• [WHAT TO WORK ON]: Please restate each line of the data that follows word for word, skipping any image.

• [MATERIAL SUPPLIED]:
------------------------------
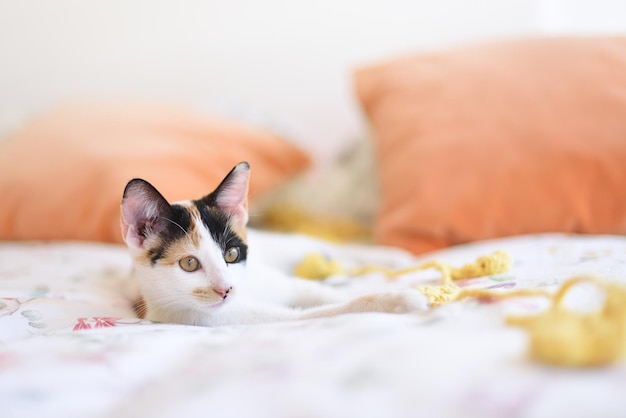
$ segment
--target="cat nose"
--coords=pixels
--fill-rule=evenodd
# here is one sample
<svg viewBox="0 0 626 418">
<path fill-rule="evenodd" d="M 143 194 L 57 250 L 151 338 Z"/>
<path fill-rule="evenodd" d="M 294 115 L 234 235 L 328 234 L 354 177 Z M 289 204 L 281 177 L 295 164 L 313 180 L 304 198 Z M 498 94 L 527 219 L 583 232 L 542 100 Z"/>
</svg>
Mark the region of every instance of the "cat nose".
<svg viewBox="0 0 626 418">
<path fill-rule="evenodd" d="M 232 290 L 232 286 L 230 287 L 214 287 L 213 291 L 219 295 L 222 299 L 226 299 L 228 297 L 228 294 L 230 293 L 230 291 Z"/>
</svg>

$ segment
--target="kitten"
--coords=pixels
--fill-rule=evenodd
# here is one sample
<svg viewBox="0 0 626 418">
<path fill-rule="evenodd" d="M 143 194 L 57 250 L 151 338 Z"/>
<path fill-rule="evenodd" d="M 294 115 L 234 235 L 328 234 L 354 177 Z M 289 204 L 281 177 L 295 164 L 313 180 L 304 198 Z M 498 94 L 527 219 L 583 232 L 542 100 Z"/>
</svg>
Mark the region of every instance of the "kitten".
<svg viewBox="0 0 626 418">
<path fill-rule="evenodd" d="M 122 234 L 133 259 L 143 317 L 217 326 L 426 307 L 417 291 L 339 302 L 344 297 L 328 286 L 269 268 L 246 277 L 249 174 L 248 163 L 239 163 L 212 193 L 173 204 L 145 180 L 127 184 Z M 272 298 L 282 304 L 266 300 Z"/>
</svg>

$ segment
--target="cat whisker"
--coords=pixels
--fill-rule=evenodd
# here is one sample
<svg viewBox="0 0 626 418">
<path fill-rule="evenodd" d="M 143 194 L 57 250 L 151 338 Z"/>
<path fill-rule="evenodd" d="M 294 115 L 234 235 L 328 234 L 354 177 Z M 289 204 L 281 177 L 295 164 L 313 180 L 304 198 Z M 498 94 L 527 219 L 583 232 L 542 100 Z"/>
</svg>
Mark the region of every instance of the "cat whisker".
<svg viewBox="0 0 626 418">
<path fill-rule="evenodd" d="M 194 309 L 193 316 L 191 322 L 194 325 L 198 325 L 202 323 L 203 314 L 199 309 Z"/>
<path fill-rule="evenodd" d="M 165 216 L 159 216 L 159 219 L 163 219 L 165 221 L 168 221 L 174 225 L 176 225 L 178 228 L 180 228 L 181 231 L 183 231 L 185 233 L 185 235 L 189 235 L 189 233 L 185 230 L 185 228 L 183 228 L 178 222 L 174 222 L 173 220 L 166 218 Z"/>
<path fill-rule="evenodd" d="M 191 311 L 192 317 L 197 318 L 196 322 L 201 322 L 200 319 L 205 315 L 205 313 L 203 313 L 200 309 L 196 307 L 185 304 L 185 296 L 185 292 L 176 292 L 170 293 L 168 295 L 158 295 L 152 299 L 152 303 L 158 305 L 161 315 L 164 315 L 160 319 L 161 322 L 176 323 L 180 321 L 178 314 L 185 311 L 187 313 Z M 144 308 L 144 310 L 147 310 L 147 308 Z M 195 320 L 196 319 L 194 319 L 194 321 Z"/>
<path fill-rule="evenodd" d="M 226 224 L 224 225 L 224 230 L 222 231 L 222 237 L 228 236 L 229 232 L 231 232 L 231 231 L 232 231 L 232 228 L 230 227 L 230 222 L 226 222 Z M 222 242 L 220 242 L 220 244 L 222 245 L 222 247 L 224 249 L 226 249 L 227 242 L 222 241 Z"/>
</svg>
------------------------------
• [OUTPUT]:
$ segment
--target="cat nose"
--coords=pixels
--fill-rule=evenodd
# here is one sample
<svg viewBox="0 0 626 418">
<path fill-rule="evenodd" d="M 143 194 L 57 250 L 151 338 Z"/>
<path fill-rule="evenodd" d="M 294 115 L 234 235 L 328 234 L 354 177 Z M 289 204 L 281 177 L 295 164 L 313 180 L 304 198 Z M 498 94 L 527 219 L 583 232 L 542 100 Z"/>
</svg>
Mark the region of every instance of the "cat nose".
<svg viewBox="0 0 626 418">
<path fill-rule="evenodd" d="M 232 290 L 232 286 L 230 287 L 214 287 L 213 291 L 219 295 L 222 299 L 226 299 L 228 297 L 228 294 L 230 293 L 230 291 Z"/>
</svg>

$ segment
--target="kitten"
--coords=pixels
--fill-rule=evenodd
# here is one sample
<svg viewBox="0 0 626 418">
<path fill-rule="evenodd" d="M 143 194 L 57 250 L 151 338 Z"/>
<path fill-rule="evenodd" d="M 294 115 L 234 235 L 328 234 L 354 177 Z M 289 204 L 281 177 L 295 164 L 313 180 L 304 198 Z M 498 94 L 527 219 L 583 232 L 542 100 Z"/>
</svg>
Mark the region of every instance of the "kitten".
<svg viewBox="0 0 626 418">
<path fill-rule="evenodd" d="M 122 234 L 133 259 L 143 317 L 217 326 L 426 307 L 417 291 L 339 302 L 344 297 L 328 286 L 269 268 L 246 277 L 249 174 L 248 163 L 239 163 L 212 193 L 173 204 L 145 180 L 127 184 Z M 272 298 L 282 304 L 266 300 Z"/>
</svg>

$ segment
--target="cat whisker"
--coords=pixels
--fill-rule=evenodd
# here is one sample
<svg viewBox="0 0 626 418">
<path fill-rule="evenodd" d="M 143 194 L 57 250 L 151 338 Z"/>
<path fill-rule="evenodd" d="M 294 115 L 234 235 L 328 234 L 354 177 Z M 289 204 L 281 177 L 295 164 L 313 180 L 304 198 Z M 498 94 L 527 219 L 583 232 L 542 100 Z"/>
</svg>
Mark the region of every instance of the "cat whisker".
<svg viewBox="0 0 626 418">
<path fill-rule="evenodd" d="M 194 309 L 193 316 L 191 322 L 194 325 L 198 325 L 202 323 L 203 314 L 199 309 Z"/>
<path fill-rule="evenodd" d="M 165 216 L 159 216 L 159 219 L 163 219 L 165 221 L 168 221 L 174 225 L 176 225 L 178 228 L 180 228 L 181 231 L 183 231 L 185 233 L 185 235 L 189 235 L 189 233 L 185 230 L 185 228 L 183 228 L 178 222 L 174 222 L 173 220 L 166 218 Z"/>
<path fill-rule="evenodd" d="M 191 311 L 192 317 L 197 318 L 196 322 L 201 322 L 200 319 L 205 315 L 205 313 L 203 313 L 200 309 L 196 307 L 185 304 L 185 296 L 185 292 L 176 292 L 170 293 L 168 295 L 158 295 L 152 299 L 152 303 L 158 305 L 161 315 L 164 315 L 160 319 L 161 322 L 176 323 L 180 321 L 178 314 L 185 311 L 187 313 Z M 144 308 L 144 310 L 147 310 L 147 308 Z M 195 320 L 196 319 L 194 319 L 194 321 Z"/>
<path fill-rule="evenodd" d="M 226 224 L 224 225 L 224 230 L 222 231 L 222 237 L 228 236 L 229 232 L 231 232 L 231 231 L 232 231 L 232 228 L 230 227 L 230 222 L 226 222 Z M 222 242 L 220 242 L 220 244 L 222 245 L 222 247 L 224 249 L 226 249 L 227 242 L 222 241 Z"/>
</svg>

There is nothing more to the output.